# Request
Could you lay out the lines of the data below as a JSON list of strings, one string per line with blank lines left out, starting at the line that contains "slope in the photo above." and ending at the line that contains "pixel 425 244", both included? Include no other lines.

[Source data]
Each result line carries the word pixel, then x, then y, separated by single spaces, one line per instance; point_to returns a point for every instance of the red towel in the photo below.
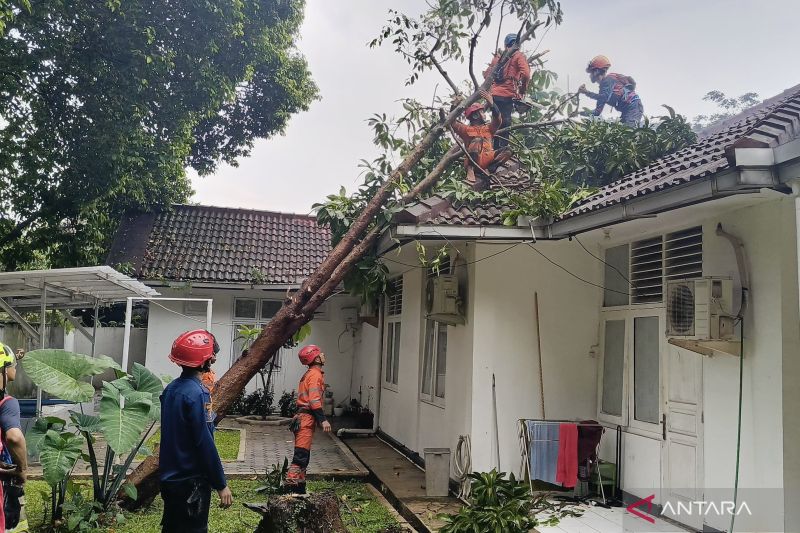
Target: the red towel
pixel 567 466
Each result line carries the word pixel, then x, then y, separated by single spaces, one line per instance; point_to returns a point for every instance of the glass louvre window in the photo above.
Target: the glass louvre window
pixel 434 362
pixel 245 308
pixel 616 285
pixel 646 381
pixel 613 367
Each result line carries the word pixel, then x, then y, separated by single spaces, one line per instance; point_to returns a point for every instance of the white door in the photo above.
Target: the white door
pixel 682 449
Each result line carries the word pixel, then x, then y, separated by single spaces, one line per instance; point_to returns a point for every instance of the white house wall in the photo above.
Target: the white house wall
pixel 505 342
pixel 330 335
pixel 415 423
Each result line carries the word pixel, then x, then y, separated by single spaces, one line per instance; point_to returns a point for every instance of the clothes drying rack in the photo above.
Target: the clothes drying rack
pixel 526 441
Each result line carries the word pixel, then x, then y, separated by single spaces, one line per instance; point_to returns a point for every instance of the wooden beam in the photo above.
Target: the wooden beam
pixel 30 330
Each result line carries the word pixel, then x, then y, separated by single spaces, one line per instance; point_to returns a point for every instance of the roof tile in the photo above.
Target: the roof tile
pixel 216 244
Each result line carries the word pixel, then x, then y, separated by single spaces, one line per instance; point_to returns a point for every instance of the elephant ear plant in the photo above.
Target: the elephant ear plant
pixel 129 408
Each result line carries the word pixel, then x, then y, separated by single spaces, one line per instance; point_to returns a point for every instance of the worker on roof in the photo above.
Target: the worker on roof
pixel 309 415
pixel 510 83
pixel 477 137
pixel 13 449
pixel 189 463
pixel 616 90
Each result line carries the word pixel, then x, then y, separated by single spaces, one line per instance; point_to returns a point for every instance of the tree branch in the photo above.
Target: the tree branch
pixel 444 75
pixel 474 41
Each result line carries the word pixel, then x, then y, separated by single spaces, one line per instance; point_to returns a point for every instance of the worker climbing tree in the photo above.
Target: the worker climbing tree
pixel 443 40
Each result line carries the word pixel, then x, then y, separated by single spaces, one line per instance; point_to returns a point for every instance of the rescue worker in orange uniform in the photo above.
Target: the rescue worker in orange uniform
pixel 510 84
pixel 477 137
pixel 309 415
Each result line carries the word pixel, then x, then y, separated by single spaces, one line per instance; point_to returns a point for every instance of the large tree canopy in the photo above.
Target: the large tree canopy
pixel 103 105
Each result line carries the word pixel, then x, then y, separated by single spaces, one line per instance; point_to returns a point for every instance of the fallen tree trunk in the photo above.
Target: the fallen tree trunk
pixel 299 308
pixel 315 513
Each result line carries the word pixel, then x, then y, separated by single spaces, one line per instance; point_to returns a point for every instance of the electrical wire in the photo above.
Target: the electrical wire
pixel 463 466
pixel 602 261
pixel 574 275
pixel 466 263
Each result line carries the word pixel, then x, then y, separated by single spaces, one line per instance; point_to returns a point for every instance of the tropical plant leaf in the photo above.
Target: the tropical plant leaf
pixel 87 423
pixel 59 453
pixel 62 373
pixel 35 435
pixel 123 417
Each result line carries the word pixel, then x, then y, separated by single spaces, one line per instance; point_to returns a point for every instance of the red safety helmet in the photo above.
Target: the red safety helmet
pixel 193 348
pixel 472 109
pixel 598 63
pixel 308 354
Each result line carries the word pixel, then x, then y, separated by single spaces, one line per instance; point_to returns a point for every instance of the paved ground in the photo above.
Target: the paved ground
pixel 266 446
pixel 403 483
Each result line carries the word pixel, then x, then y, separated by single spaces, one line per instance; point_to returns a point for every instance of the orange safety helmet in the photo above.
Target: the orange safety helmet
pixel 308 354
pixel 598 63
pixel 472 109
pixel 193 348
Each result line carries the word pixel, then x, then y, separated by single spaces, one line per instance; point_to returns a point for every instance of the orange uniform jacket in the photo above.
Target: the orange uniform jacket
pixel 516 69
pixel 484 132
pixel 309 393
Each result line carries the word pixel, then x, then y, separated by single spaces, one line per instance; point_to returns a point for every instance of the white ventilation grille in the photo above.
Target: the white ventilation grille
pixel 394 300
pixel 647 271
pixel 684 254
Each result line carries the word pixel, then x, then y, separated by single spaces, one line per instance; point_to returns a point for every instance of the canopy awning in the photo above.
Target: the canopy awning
...
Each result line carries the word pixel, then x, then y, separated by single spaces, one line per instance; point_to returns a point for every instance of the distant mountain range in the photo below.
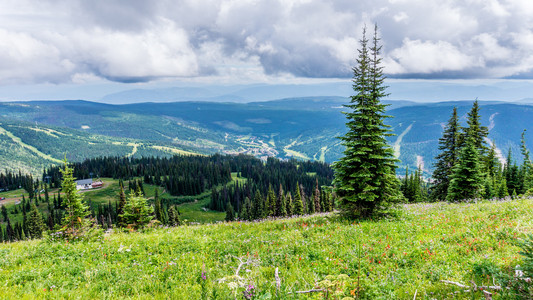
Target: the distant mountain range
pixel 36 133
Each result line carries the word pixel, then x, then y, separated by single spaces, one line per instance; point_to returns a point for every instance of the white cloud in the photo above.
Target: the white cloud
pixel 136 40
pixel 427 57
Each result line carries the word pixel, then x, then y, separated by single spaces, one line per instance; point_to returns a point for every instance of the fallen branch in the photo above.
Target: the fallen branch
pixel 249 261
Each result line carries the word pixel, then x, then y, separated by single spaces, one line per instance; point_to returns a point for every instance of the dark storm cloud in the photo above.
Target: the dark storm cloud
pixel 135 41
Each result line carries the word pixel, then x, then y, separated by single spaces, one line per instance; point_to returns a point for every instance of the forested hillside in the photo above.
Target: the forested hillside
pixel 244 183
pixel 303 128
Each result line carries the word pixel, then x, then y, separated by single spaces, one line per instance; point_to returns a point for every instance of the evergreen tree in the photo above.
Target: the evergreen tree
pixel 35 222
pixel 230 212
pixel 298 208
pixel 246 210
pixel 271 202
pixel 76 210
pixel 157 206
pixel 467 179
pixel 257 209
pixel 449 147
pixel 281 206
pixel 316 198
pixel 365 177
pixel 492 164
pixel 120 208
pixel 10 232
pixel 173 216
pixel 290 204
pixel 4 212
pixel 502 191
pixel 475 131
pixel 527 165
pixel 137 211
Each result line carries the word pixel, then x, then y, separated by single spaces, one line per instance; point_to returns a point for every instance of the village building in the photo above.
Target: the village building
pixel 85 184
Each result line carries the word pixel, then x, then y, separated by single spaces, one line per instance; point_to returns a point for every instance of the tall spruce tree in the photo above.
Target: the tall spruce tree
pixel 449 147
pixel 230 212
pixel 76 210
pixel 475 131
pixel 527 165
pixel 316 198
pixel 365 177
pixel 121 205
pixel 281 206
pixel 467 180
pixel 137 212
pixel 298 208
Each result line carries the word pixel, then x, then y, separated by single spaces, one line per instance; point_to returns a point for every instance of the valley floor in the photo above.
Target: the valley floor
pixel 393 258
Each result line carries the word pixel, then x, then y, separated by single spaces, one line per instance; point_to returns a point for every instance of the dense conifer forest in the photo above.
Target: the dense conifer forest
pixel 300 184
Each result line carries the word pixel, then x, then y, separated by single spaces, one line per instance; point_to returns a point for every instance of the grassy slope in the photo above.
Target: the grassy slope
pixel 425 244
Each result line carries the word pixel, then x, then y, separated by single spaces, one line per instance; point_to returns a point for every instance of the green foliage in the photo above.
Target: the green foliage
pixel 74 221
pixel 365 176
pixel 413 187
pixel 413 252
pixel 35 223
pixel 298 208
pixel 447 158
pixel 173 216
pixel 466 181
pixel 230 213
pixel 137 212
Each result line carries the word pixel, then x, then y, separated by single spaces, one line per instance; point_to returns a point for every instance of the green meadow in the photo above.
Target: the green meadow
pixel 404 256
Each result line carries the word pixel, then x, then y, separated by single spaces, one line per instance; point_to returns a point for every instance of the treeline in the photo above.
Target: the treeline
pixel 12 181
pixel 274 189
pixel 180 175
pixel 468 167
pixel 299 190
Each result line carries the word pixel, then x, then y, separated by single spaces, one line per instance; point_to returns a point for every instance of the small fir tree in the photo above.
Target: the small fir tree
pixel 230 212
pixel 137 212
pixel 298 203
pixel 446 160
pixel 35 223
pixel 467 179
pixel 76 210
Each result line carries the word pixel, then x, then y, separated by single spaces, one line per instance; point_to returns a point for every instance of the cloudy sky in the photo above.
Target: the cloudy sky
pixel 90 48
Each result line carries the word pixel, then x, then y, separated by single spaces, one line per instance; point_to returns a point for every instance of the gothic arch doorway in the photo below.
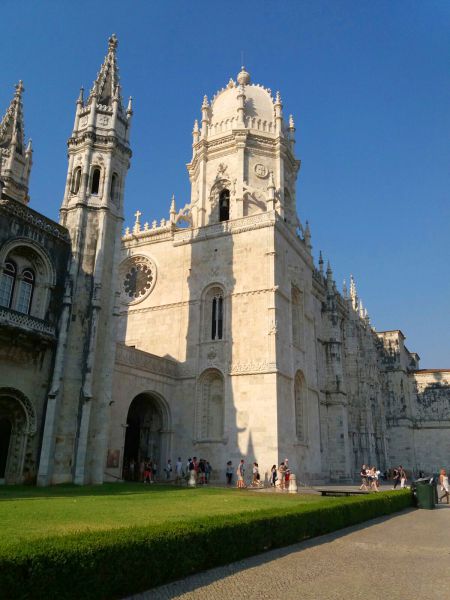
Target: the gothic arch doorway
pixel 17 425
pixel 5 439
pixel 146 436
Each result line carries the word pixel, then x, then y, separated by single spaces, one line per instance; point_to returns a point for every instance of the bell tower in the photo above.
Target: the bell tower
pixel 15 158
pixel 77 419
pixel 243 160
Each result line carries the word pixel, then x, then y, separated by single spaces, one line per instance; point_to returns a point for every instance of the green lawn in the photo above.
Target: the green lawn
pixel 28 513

# Full answer
[
  "Each result line carries the word pixel, then x, then y, separated by single spaces, one line per instance; point_to returns a point for every instance of the grassy slope in the photo above.",
  "Target: the grassy slope",
  "pixel 425 244"
]